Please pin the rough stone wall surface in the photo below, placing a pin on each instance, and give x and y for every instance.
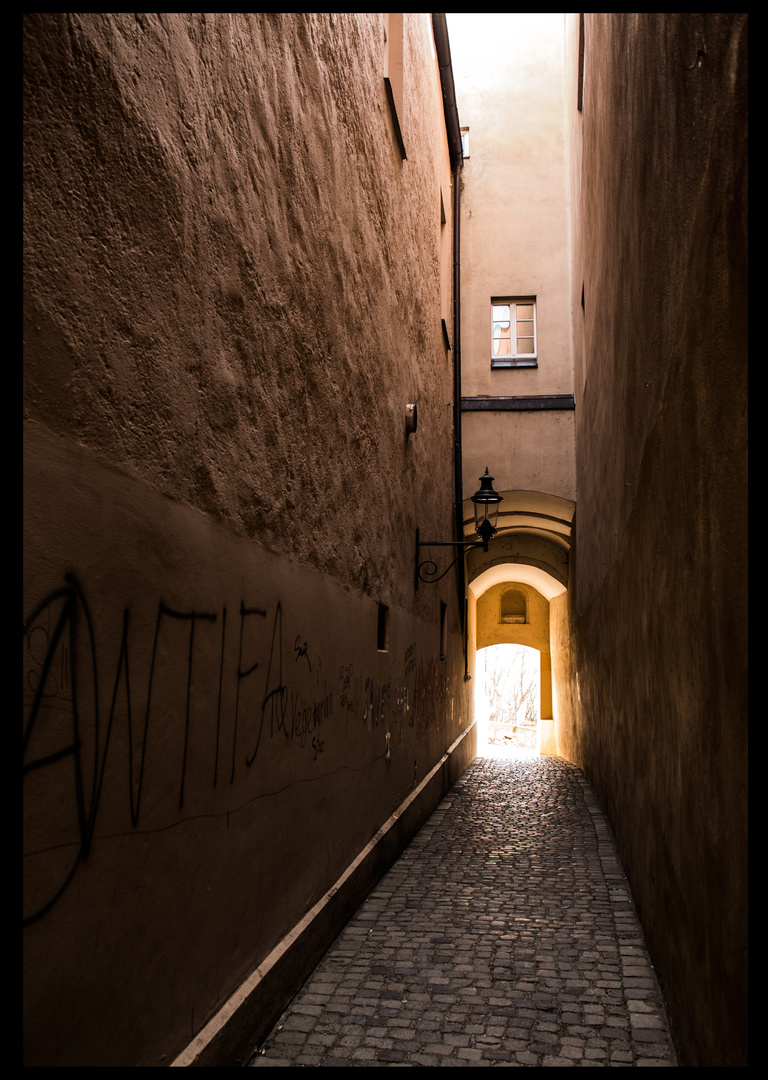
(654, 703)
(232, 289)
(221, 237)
...
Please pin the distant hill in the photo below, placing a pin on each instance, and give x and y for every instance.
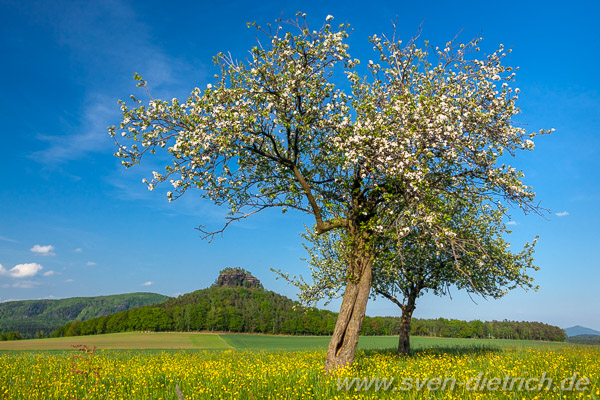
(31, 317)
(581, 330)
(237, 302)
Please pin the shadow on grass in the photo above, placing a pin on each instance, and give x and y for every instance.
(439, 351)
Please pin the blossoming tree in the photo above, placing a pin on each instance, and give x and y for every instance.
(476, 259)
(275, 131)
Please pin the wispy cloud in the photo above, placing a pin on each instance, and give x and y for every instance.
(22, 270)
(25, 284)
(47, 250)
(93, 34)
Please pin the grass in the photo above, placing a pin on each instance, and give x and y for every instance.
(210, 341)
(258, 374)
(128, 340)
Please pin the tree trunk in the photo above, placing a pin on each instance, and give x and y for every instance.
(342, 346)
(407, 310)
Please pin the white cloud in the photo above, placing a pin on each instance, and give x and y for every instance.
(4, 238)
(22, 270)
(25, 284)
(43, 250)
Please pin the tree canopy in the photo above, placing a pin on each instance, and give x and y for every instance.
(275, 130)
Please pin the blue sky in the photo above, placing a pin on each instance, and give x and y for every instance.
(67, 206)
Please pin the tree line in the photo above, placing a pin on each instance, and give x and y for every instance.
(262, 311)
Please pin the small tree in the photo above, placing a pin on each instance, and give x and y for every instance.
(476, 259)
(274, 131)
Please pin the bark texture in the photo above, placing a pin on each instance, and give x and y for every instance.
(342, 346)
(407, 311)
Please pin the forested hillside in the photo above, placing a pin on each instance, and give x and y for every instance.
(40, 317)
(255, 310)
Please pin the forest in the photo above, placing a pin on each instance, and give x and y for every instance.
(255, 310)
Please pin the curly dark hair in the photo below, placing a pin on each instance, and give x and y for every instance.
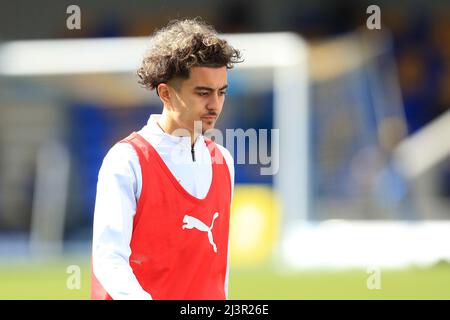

- Activity
Of the entries above, repeat exactly the lines between the line with "Please pin the small" and the line with "Please pin the curly", inclusive, and no others.

- Task answer
Please pin the small tree in the photo above, placing a pin on each instance, and give x and y for every instance.
(476, 259)
(274, 131)
Please pin the bark texture in the photo above, placing a pin on each instance, and give x and y for every instance.
(342, 346)
(407, 311)
Please pin the forested hillside in the photo above, placing a pin on each instance, and give x and y for every instance.
(40, 317)
(255, 310)
Please pin the forest in the photo above, placing a pin on each instance, and give x and y for every instance.
(255, 310)
Please pin the curly dark hair in the photo below, placing a pin on each instance, and give x and y for every instance.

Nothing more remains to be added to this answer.